╭──

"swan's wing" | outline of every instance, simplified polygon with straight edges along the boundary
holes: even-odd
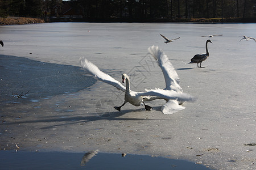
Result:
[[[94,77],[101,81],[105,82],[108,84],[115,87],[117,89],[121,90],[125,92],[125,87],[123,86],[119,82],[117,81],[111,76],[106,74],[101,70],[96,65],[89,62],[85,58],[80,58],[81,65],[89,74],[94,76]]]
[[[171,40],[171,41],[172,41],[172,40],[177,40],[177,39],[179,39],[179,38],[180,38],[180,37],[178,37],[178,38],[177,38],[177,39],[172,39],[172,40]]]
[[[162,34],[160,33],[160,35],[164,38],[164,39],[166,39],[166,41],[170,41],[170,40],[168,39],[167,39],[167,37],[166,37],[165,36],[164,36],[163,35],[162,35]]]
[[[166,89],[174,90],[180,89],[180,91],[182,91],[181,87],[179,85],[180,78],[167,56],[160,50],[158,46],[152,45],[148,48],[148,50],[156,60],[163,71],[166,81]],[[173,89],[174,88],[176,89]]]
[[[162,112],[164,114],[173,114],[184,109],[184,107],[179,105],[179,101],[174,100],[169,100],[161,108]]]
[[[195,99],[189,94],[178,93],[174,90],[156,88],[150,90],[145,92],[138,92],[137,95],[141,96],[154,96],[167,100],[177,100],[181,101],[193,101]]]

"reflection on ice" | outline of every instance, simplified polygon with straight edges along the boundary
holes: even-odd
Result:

╰──

Work required — Give an exact reproduction of every line, leaving out any picture.

Output for this exercise —
"swan's wing" | outline of every instance, simplified polygon with straight edges along the boundary
holes: even-odd
Result:
[[[94,77],[101,81],[105,82],[108,84],[115,87],[117,89],[121,90],[125,92],[125,87],[123,86],[119,82],[117,81],[111,76],[106,74],[101,70],[96,65],[89,62],[85,58],[80,58],[81,65],[89,74],[94,76]]]
[[[171,40],[171,41],[172,41],[172,40],[177,40],[177,39],[179,39],[179,38],[180,38],[180,37],[178,37],[178,38],[177,38],[177,39],[172,39],[172,40]]]
[[[162,34],[160,33],[160,35],[164,38],[164,39],[166,39],[166,41],[170,41],[170,40],[168,39],[167,39],[167,37],[166,37],[165,36],[164,36],[163,35],[162,35]]]
[[[166,89],[174,90],[180,89],[180,91],[182,91],[181,87],[179,85],[180,78],[167,56],[160,50],[158,46],[152,45],[148,48],[148,50],[156,60],[163,71],[166,81]],[[173,89],[174,88],[176,89]]]
[[[162,112],[164,114],[173,114],[184,109],[184,107],[179,105],[179,101],[174,100],[169,100],[161,108]]]
[[[195,99],[189,94],[178,93],[174,90],[156,88],[150,90],[145,92],[138,92],[137,95],[141,96],[154,96],[167,100],[177,100],[181,101],[193,101]]]

"reflection on ice" | outline of every instance, simplified polygon with straight edges along the boundary
holes: even-odd
Result:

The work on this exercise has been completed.